5. Binary Diffs

DiffX officially supports three types of binary diff formats:

  1. VCDIFF binary diffs (recommended)

  2. Git-compatible Literal binary diffs

  3. Git-compatible Delta binary diffs

It’s recommended that new diffs make use of the VCDIFF format. The Git delta and literal binary diff formats are available for backward compatibility with Git-compatible diff implementations.

These formats are represented in similar ways. This page will discuss the common and diff-specific encoding and decoding rules for binary diffs.

5.1. Encoding/Decoding Basics

All three binary patch formats contain up to two payloads:

  1. The application (forward) patch payload.

    This is used to patch the binary file, transforming the original into the patched copy.

  2. The reverse (backward) patch payload.

    This is used to reverse the patch, transforming the patched copy back into the original.

For the VCDIFF binary diff, the reverse patch payload is optional. For the Git binary diffs, they are required, for backward compatibility.

Note

If the reverse payload is not available, then changes to a patched binary file cannot be undone.

Binary patches are in the following form:

<modified_type> <modified_raw_payload_length>
<modified_payload>

<original_type> <original_raw_payload_length>
<original_payload>

The contents will be in ASCII format.

Valid types and payload formats are dependent on the type of binary diff:

  • For VCDIFFs, modified_type will be vcdiff-apply and original_type will be vcdiff-reverse.

  • For Git Literal binary diffs, both modified_type and original_type will be literal.

  • For Git Delta binary diffs, both modified_type and original_type will be delta.

modified_raw_payload_length and original_raw_payload_length will be the lengths of the raw modified and original payloads before compression and encoding.

5.1.1. Binary Payloads

All three formats use the following format for payload data:

<len_c><data>
...

Each line represents up to 52 bytes of pre-encoded data. There may be an unlimited number of lines. They contain the following fields:

  • len_c is a line length character. This encodes the length of the (pre-encoded) data written on this line. See Line Length Characters below.

  • data is Base85-encoded data for this line.

This format is memory-efficient, allowing data to be progressively written to or read from a DiffX file without needing to keep the entire contents in memory for the Base85-encode/decode steps.

Depending on the binary diff format, additional information may be included. This will be documented below for each binary diff format.

5.1.1.1. Encoding Logic

To encode data:

  1. Prepare the data to encode.

    Data preparation depends on the diff format:

    • For VCDIFFs, generate a VCDIFF of the file contents and then compress it with zlib.

    • For Git Literal binary diffs, read the file data and then compress it with zlib.
+ + + +
## Exercise 1
Name the binary diff formats that DiffX officially supports, according to the binary diffs documentation.
## Exercise 2
Quote the binary diffs documentation word for word, starting at "1. Prepare the" and ending at "contents and then compress it with zlib.".
## Exercise 3
Continue the binary diffs documentation from the point where it stops.
The listing below comes from a separate source with no connection to the binary diffs documentation.

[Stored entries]
+ + + +
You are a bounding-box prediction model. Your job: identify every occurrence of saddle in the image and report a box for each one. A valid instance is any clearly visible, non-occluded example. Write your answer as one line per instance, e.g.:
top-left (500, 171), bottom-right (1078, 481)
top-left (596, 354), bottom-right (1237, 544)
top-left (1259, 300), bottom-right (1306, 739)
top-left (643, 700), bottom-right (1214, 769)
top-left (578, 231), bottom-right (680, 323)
+ + + +
## Answer 1
1. VCDIFF binary diffs (recommended)
2. Git-compatible Literal binary diffs
3. Git-compatible Delta binary diffs

## Answer 2
1. Prepare the data to encode.

    Data preparation depends on the diff format:

    • For VCDIFFs, generate a VCDIFF of the file contents and then compress it with zlib.

## Answer 3
    • For Git Delta binary diffs, generate a delta set of instructions for patching the file, and then compress it with zlib.

  2. For each 52-byte chunk of prepared data:

    1. Generate and write a line length character representing the chunk length.

    2. Generate and write Base85-encoded data for the chunk.

5.1.1.2. Decoding Logic

To decode data:

  1. For each line:

    1. Read and decode 1 byte for the line length character.

    2. Read and Base85-decode remaining bytes for the line.

  2. Process decoded data.

    This depends on the diff format:

    • For VCDIFFs, zlib-decompress the data and read as a VCDIFF.

    • For Git Literal binary diffs, zlib-decompress the data and write to the patched binary file.

    • For Git Delta binary diffs, zlib-decompress the data, process the resulting delta instructions, and apply to the patched binary file.

5.1.2. Line Length Characters

Each encoded line in a binary diff payload is prefixed by a line length character. This encodes the length of the compressed (but not encoded) data for the line.

Line length characters always represent a value between 1 and 52:

  • A value of A-Z represents a number between 1..26.

  • A value of a-z represents a number between 27..52.

5.1.2.1. Encoding Logic

To encode a length to a line length character:

  1. If line_length between 1..26:

    1. Set to ASCII character for line_length + (ASCII value of 'A') - 1

  2. Else if line_length between 27..52:

    1. Set to ASCII character for line_length + (ASCII value of 'a') - 1 - 26

Example in Python

LEN_LOWER = ord('Z') - ord('A')  # 26

assert 1 <= unencoded_line_len <= 52

if unencoded_line_len <= LEN_LOWER:
    len_c = chr(unencoded_line_len + ord('A') - 1)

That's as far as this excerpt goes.